Exercise objective - What is needed is the full set of records, word for word, with no pictures.

*-*-*

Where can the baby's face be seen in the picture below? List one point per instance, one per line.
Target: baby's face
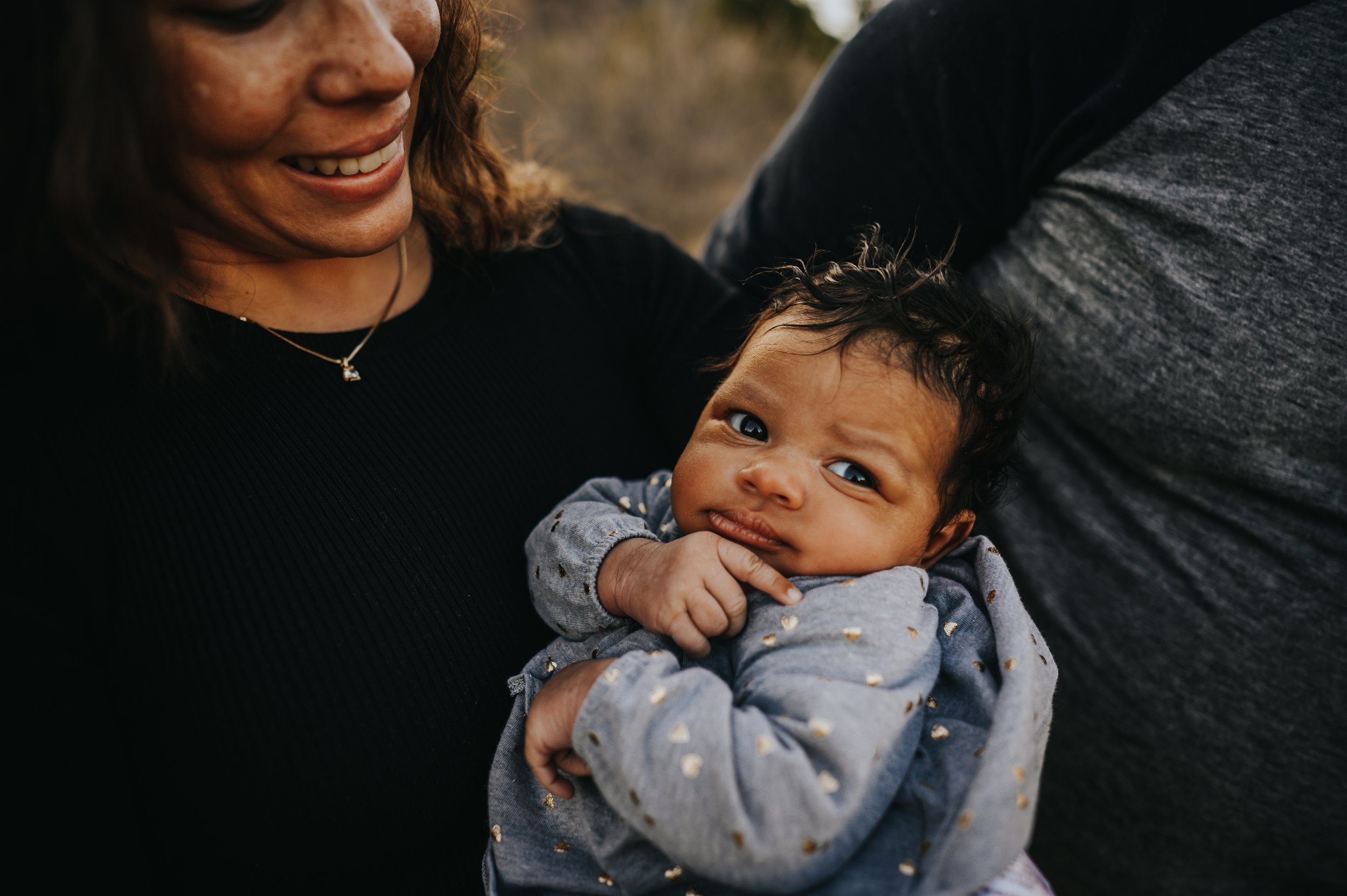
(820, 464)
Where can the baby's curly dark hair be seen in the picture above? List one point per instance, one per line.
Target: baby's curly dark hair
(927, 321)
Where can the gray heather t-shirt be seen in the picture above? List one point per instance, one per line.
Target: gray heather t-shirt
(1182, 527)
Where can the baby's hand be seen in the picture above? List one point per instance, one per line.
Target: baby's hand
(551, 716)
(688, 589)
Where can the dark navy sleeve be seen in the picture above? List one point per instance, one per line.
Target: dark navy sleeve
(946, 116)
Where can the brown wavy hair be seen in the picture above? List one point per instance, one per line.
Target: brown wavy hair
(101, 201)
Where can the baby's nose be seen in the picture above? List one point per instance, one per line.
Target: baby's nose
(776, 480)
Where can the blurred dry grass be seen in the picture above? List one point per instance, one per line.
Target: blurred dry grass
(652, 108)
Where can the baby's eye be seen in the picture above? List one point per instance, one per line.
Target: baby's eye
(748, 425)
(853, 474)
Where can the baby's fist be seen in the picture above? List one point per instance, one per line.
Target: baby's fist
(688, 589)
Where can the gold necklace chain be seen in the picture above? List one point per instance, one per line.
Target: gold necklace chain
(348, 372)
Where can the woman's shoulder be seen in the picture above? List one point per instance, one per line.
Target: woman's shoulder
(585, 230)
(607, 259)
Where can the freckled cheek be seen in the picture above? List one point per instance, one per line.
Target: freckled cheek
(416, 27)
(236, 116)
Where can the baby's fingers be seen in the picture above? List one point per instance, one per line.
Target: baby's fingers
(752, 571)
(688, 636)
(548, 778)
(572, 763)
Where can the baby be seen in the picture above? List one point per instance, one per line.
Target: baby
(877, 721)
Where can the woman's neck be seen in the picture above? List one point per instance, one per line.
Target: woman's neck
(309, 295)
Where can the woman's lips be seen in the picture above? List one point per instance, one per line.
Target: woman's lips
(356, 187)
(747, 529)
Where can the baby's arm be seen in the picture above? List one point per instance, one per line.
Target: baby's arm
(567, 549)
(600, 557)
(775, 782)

*-*-*

Result for this task -
Where can the baby's face be seen in the picture below? List one point per instance, one per line.
Target: baby's face
(820, 464)
Where can the baby's curly dark hair be seen in the picture above? List one point per instance, one per line.
Target: baby's curly dark hair
(927, 321)
Where can the gray heather t-shirt be seen in the picture above? List one point per instance, one per line.
Target: gray heather t-shirt
(1182, 527)
Where can the baby's hand be seen in the picture above? List one point per instance, one per line.
Target: baby's hand
(551, 716)
(688, 589)
Where can the dark navy sleeve be seen in the picture above? List one point per instance, one per line.
Target: dark navy sleeve
(946, 116)
Where can the brown wavy hair be seen in the picture above? List one point per instance, one per line.
Target: brown wavy hair
(101, 201)
Where can the baby's nose be seen in the picture above? List one point per instance, one per line.
Target: baby's nose
(776, 480)
Where can the blurred dry grass be seen in the picture above? List one point per instance, one per line.
Target: blurred dry grass
(652, 108)
Where can the baby's eye be seen in the picture above? List one point per instance, one per line.
Target: baby's eye
(748, 425)
(853, 474)
Where can the baby's fist be seen in the picture above? List one point per instance, one per line.
Target: baby's fist
(688, 589)
Where can the gold necklace chain be seen in the picture above? List one point per instance, one per line.
Target: gold necklace chain
(348, 372)
Where can the woman's shoulder be seen in the picture above? List one point per instance, one per line.
Target: woman's shoulder
(585, 230)
(607, 259)
Where can the freckled cheek be seen in the picture above? List one point per instance, one per line.
Target: freckled cheek
(416, 27)
(236, 116)
Where can the baby's fingers be seen in the picture above? List one point per instance, one per line.
Target: baby's fingers
(752, 571)
(688, 636)
(548, 778)
(572, 763)
Where can the baby be seen in the picture above? List one point per instance, one per line.
Target: baby
(877, 721)
Where can the woman's neck be seen in the picture above? List one point per instance, one per line.
Target: woman's neck
(309, 295)
Where can the woman's lips be seen in the picture above? List one point per instance, one per line.
Target: woman's lips
(356, 187)
(747, 529)
Where can the baby's arm be seen in the picture above? List one point per instance, one per line.
Target: baby's arm
(567, 549)
(600, 557)
(775, 782)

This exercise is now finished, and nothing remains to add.